### Passage provided
>>>

Remember that a quick way to read the data, without downloading it is by using the url:

dir <- "https://raw.githubusercontent.com/genomicsclass/dagdata/master/inst/extdata/"
filename <- "femaleMiceWeights.csv"
url <- paste0(dir, filename)
dat <- read.csv(url)

Our first look at data

We are interested in determining if following a given diet makes mice heavier after several weeks. This data was produced by ordering 24 mice from The Jackson Lab and randomly assigning either chow or high fat (hf) diet. After several weeks, the scientists weighed each mouse and obtained this data (head just shows us the first 6 rows):

head(dat)

##   Diet Bodyweight
## 1 chow      21.51
## 2 chow      28.14
## 3 chow      24.04
## 4 chow      23.45
## 5 chow      23.68
## 6 chow      19.79

In RStudio, you can view the entire dataset with:

View(dat)

So are the hf mice heavier? Mouse 24 at 20.73 grams is one of the lightest mice, while Mouse 21 at 34.02 grams is one of the heaviest. Both are on the hf diet. Just from looking at the data, we see there is variability. Claims such as the one above usually refer to the averages. So let’s look at the average of each group:

library(dplyr)
control <- filter(dat,Diet=="chow") %>% select(Bodyweight) %>% unlist
treatment <- filter(dat,Diet=="hf") %>% select(Bodyweight) %>% unlist
print( mean(treatment) )

## [1] 26.83417

print( mean(control) )

## [1] 23.81333

obsdiff <- mean(treatment) - mean(control)
print(obsdiff)

## [1] 3.020833

So the hf diet mice are about 10% heavier. Are we done? Why do we need p-values and confidence intervals? The reason is that these averages are random variables. They can take many values.

If we repeat the experiment, we obtain 24 new mice from The Jackson Laboratory and, after randomly assigning them to each diet, we get a different mean. Every time we repeat this experiment, we get a different value. We call this type of quantity a random variable.

Random Variables

Let’s explore random variables further. Imagine that we actually have the weight of all control female mice and can upload them to R. In Statistics, we refer to this as the population. These are all the control mice available from which we sampled 24. Note that in practice we do not have access to the population. We have a special dataset that we are using here to illustrate concepts.

The first step is to download the data from here into your working directory and then read it into R:

population <- read.csv("femaleControlsPopulation.csv")
##use unlist to turn it into a numeric vector
population <- unlist(population)

<<<

### Problem to solve
According to the passage on mouse body weights, why are p-values and confidence intervals still needed after finding that the hf diet mice are about 10% heavier on average? Answer in one to three sentences.

### Given data

>>>

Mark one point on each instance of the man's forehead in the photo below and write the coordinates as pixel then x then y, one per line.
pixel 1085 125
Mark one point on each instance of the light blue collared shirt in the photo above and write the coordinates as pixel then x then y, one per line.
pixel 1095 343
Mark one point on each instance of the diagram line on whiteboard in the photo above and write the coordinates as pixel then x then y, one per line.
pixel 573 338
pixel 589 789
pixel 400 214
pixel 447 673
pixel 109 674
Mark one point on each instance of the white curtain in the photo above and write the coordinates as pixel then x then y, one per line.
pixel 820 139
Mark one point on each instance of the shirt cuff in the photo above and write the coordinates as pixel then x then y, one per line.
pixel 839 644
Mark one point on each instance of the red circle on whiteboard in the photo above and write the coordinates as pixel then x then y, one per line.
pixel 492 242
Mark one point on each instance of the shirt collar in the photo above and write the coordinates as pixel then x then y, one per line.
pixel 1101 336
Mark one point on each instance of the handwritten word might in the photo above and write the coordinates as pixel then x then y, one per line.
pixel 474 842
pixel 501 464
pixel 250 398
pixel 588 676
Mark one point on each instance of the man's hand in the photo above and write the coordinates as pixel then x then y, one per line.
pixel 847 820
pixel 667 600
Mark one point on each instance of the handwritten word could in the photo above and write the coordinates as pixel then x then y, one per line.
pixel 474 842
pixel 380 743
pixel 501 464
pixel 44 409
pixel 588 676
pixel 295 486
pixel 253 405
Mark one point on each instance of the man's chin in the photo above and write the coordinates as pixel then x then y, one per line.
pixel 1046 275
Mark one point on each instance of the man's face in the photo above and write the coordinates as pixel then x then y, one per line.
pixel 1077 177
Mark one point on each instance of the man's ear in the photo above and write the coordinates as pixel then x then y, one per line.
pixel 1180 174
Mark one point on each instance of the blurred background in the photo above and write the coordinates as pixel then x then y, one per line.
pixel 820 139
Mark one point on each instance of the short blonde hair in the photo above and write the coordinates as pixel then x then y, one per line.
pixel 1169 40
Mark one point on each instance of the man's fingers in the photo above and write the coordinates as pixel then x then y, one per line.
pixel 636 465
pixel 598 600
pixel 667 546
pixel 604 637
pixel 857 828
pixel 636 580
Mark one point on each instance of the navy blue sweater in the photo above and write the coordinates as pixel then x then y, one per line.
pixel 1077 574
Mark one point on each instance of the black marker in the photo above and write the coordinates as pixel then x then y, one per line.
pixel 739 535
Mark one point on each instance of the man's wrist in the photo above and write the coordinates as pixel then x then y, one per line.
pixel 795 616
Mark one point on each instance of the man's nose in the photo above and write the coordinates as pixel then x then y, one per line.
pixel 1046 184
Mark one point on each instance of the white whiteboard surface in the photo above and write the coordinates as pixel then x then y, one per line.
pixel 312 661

<<<

### Task result
The averages are random variables that can take many values. If the experiment were repeated with 24 new mice from The Jackson Laboratory randomly assigned to each diet, it would produce a different mean each time.